** Start **

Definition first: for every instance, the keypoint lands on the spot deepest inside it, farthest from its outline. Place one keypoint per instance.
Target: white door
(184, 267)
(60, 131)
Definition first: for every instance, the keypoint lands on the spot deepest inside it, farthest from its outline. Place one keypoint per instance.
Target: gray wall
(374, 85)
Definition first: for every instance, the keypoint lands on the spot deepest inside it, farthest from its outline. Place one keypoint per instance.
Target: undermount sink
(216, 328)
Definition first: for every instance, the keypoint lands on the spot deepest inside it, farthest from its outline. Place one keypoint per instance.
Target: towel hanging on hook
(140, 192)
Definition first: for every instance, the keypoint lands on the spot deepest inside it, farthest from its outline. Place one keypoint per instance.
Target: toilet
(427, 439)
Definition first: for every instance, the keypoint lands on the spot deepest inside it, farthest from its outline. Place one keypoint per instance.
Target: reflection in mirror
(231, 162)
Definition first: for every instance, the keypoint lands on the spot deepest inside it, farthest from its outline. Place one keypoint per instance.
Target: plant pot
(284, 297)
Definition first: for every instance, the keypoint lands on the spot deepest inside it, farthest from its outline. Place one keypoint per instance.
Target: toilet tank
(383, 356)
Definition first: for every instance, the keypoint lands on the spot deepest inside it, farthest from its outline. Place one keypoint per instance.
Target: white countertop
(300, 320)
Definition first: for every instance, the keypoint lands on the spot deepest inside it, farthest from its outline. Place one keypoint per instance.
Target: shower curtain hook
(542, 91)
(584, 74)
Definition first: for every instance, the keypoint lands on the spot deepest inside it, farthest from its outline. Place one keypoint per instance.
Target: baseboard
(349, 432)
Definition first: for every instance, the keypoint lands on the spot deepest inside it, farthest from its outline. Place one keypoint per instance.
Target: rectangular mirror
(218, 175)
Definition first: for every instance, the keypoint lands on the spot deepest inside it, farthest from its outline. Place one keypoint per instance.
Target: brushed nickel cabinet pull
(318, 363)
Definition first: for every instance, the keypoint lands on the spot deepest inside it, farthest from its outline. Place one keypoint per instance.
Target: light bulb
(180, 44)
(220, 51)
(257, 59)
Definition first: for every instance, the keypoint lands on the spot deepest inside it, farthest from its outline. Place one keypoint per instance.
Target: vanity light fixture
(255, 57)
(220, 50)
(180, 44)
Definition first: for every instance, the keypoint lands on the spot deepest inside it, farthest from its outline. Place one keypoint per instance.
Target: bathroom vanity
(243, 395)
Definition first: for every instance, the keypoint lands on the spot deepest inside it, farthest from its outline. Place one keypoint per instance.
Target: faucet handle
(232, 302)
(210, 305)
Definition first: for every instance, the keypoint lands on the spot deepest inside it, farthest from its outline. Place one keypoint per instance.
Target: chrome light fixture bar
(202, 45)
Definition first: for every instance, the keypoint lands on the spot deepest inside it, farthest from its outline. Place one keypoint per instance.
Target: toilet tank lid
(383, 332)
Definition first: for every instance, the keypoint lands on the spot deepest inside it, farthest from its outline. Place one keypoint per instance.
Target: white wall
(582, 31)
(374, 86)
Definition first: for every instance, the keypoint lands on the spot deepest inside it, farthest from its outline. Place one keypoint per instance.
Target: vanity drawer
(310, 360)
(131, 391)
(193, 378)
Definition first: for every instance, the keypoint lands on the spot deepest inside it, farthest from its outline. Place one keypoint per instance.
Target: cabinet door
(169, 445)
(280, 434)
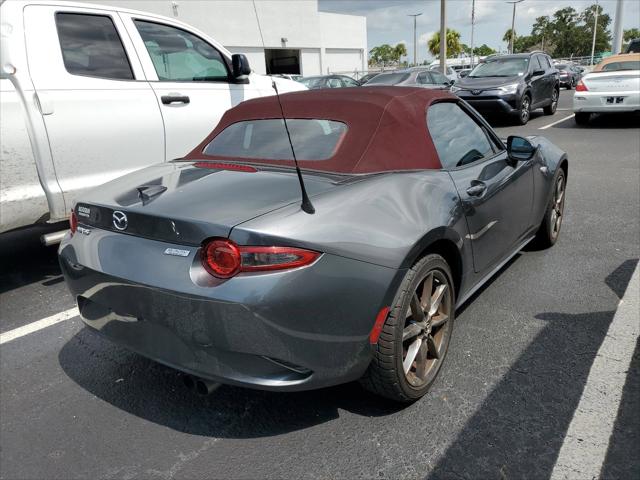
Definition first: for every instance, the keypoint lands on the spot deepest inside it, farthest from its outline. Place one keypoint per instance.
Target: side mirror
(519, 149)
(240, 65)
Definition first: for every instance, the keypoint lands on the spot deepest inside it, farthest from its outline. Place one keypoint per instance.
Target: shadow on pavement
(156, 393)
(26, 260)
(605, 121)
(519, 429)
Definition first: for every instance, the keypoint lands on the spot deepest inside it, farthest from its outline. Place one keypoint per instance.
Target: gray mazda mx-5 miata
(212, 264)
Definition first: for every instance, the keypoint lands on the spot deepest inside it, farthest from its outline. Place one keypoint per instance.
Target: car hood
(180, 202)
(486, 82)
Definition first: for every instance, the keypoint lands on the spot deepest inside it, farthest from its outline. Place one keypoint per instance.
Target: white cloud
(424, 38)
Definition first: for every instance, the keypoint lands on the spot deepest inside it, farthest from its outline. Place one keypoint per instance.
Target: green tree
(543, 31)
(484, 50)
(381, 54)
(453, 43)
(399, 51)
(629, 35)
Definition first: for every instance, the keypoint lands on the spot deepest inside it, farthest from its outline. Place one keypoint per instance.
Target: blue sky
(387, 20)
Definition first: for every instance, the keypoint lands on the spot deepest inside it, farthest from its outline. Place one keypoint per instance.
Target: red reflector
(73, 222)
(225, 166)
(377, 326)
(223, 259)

** End **

## Instruction
Copy the records exactly as they appear, excluding images.

## Reply to the task
Definition first: for every instance, the keypoint lands on the spot deepest inside it, farthest from its outline. Place one keypoint per instance.
Target: white door
(184, 267)
(60, 131)
Definition first: for every instance, the keypoint lands on the spot deepest inside it, farthest from its outline. Place one keypoint per instance.
Target: gray wall
(374, 85)
Definition first: for every instance, the keypoint lands on the spot deepest inside it, farthest from its outline. Place one keypoint per instance.
Target: undermount sink
(216, 328)
Definition first: for every instance, the keypoint lands on the spot deepest inside it, farthest from its outline. Place one keypoint per instance.
Target: towel hanging on hook
(140, 192)
Definition first: for every instance, the keypoint lands on the spot deepest inside it, farthest from its outline. Place one keypoint per instance.
Target: toilet
(427, 439)
Definition first: for every instance, the keypoint lands on the spot deepest inside it, farthest from its outline. Place one keypoint per instance.
Target: reflection in mirror
(231, 162)
Definition first: for every instance, the keypoint lands on the spot deepest inside it, farthest from its outline. Place one keypoint per instance.
Target: plant pot
(284, 297)
Definition first: for every instance, the keypoint lands on the spot deepest inside it, farthest from its outline. Place one keypoint per instance.
Target: toilet tank
(383, 356)
Definition first: for every instance, the keypoint lands on the spot deepest inside it, farthest from its outline. Place one keypoint per instance.
Target: white countertop
(300, 320)
Definition first: for every instance, the keypoint lands on the spot deepest inside it, farthest from its outline. Place one keypoint per instance.
Target: shower curtain hook
(542, 91)
(584, 74)
Definition first: for every instance, the keypoint lands on the spot deepest inside it, farthest from its outline. Place one keypoint per instance.
Target: baseboard
(349, 432)
Definition first: for every instance, the keypoint lands on the spot deepest inside it, farthest from its outline. Place one keypoint per instance.
Target: rectangular mirror
(218, 175)
Definition first: for every instance, the keypoint lands on the spot deepest inside it, farthest from its outline. Place one keypoint per instance.
Target: brushed nickel cabinet pull
(318, 363)
Definition first: for every instance, the keypoint lands on the spot deepest inside it, farthest from its outline. Place one keypoint per instance.
Target: light bulb
(180, 44)
(220, 51)
(257, 59)
Definition first: for every instance, the keypoint lands on the spot deepest inside it, farthest from its outline. Place one keypoint per instance.
Target: vanity light fixture
(255, 57)
(220, 50)
(180, 44)
Definition first: for every instance, the keypoint lands on the spot deepest inside it, farthest from its outline. Place one keypoint per instance.
Target: bathroom vanity
(243, 395)
Definition first: for every instance, the keypoint lands on the spot deepest inside it, farthest from its outline. Place one keypoint per instance.
Target: faucet handle
(232, 302)
(210, 305)
Definition first: for every instance, the keypoint lands on the spot deepest inside it, farthest from its outline. Place one keypoint per instance.
Target: chrome light fixture bar
(202, 45)
Definition first: for every instance, the keypoint lands on the spot deepest inside it, farthest from its outline. Place one keypoint per instance.
Target: toilet tank lid
(383, 332)
Definition first: for every instance, the keypoint lands on the spot deepest inside it, farthest from its outline. Place one keypoint per instance.
Target: white wall
(582, 31)
(374, 86)
Definition first: for every instance, the keypoint lands on the spot deepest inside it, farthest from its outline. Place one keypoint per instance.
Target: vanity drawer
(310, 360)
(131, 391)
(193, 378)
Definition first: for every instance, the keypoint lands on the spot deepest inside it, farthest from its outline. Place one keypoint per instance.
Target: cabinet door
(169, 445)
(280, 434)
Definition first: for every instance, the keypoint lands on the spot deepest inside it, farthest from its outline. Place one keypoint per instance.
Target: side mirror
(519, 149)
(240, 65)
Definition first: for every instance, the keypoint lands on the spot deepest inside it, farthest from its outline. Place one keypoint per instance.
Target: shadow on pavement
(156, 393)
(26, 260)
(605, 121)
(519, 429)
Definition first: for every instance, the keypoint lands on the spot deepest inside it, farthest from its outline. Place one keypoint per instance.
Target: gray mazda mx-5 miata
(212, 264)
Definition first: for every instance, the keypoint lands on the spot deepest inside it, farthest from its outline. Place one keypoint per instance.
Target: car hood
(180, 202)
(486, 82)
Definition first: for every instance, the keypoint lands on the spot deepest inside it, farthest from its outline. Place one keypoint per instance.
Target: white cloud
(424, 38)
Definition first: for every instance, the keypoint lands on the spot deepest inside it, farthest from its outline. Place one keypoint per instance.
Target: green tree
(543, 31)
(484, 50)
(381, 54)
(453, 43)
(399, 51)
(629, 35)
Definition first: for every instance, the keypoint lands on the spot deepest inside it, farthest from its outline. Place one keypoint per instance.
Target: blue sky
(387, 20)
Definition first: for every instance, the keypoint lands on the spot deepest inside it, farthest from its outline. Place one keypoint per instance.
Target: red reflector
(73, 222)
(225, 166)
(377, 326)
(223, 259)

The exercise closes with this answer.